Certo, gli ultimi anni hanno cambiato tutto. Perché una volta la pellicola rappresentava uno dei costi più alti della produzione, il digitale invece ha reso possibile per chiunque girare film lunghissimi a cifre parecchio più contenute. È nato così il cinema estremo sopra le cinque o sei ore, da vedere necessariamente a puntate (oltre i 360 minuti la proiezione unica è impossibile). Noi vi presentiamo i migliori, in rigoroso ordine di durata.

10. Apocalypse Now Redux (3 ore e 20 minuti)

Tagliato più e più volte, quasi sempre allungandolo. La versione Redux, che non è l’ultima, è la più interminabile e fedele alla visione originale. La durata, infatti, era un problema per Francis Ford Coppola, reduce da una lavorazione eterna e dall’incubo che se non avesse incassato nemmeno con questo film sarebbe finito personalmente rovinato. Spaventatissimo da quel che poteva accadere, dunque, lo tagliò parecchio per renderlo più agile. Negli anni ’90, poi, l’ha rimesso in giro nella versione vera. Che è decisamente migliore.

9. Barry Lyndon (3 ore e 23 minuti)

Il titolo più lungo di Stanley Kubrick, l’epica personale di un uomo che tenta una scalata sociale nell’Inghilterra del ’700. Diviso in tre parti ma proiettato unicamente, il film è considerato uno degli sforzi produttivi più incredibili nel campo della ricostruzione d’epoca, della creazione di ambienti e illuminazioni fedeli a come doveva essere vivere in quel periodo. Barry Lyndon combatte, si arruola, si sposa bene, sfida a duello e infine muore da solo.

8. I cancelli del cielo (3 ore e 40 minuti)

Ecco che cosa accade a esagerare. I cancelli del cielo è l’epica mostruosa di Michael Cimino, troppo lunga e troppo magniloquente per rientrare dei costi. Questa storia di West e formazione personale all’americana ha raggiunto spese folli e ha incassato così poco da rovinare un’intera casa di produzione, la United Artist, che ha dovuto vendere tutto e chiudere i battenti.

7. C’era una volta in America (3 ore e 50 minuti)

Quasi quattro ore è il vero taglio dell’ultimo larghissimo lavoro di Sergio Leone, che racconta la storia di un gruppo di amici attraverso i decenni americani, gli ideali, la nostalgia, il tempo che passa e l’ineluttabilità della corruzione e della perdita dell’innocenza. Originariamente dovevano essere due film da tre ore ciascuno, poi uno da quattro e mezza e, infine, Leone è stato convinto a chiudere a “solo” tre ore e 50 minuti. In America, non contenti, lo tagliarono ancora di più, arrivando a due ore e 20. A oggi sappiamo che la versione da 230 minuti resta quella vera: l’unica capace di dare conto dei temi, di lavorare sul tempo e sui personaggi assieme allo spettatore.

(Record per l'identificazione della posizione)
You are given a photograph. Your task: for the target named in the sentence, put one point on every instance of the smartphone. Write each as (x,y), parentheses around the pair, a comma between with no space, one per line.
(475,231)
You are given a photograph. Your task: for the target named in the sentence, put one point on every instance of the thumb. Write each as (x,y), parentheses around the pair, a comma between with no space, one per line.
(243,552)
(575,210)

▶ **La richiesta**: Trascrivi fedelmente il passo dell'articolo sui film più lunghi compreso tra "Il titolo più" e "chiudere i battenti.", estremi inclusi.

▶ **Risposta completa**:
Il titolo più lungo di Stanley Kubrick, l’epica personale di un uomo che tenta una scalata sociale nell’Inghilterra del ’700. Diviso in tre parti ma proiettato unicamente, il film è considerato uno degli sforzi produttivi più incredibili nel campo della ricostruzione d’epoca, della creazione di ambienti e illuminazioni fedeli a come doveva essere vivere in quel periodo. Barry Lyndon combatte, si arruola, si sposa bene, sfida a duello e infine muore da solo.

8. I cancelli del cielo (3 ore e 40 minuti)

Ecco che cosa accade a esagerare. I cancelli del cielo è l’epica mostruosa di Michael Cimino, troppo lunga e troppo magniloquente per rientrare dei costi. Questa storia di West e formazione personale all’americana ha raggiunto spese folli e ha incassato così poco da rovinare un’intera casa di produzione, la United Artist, che ha dovuto vendere tutto e chiudere i battenti.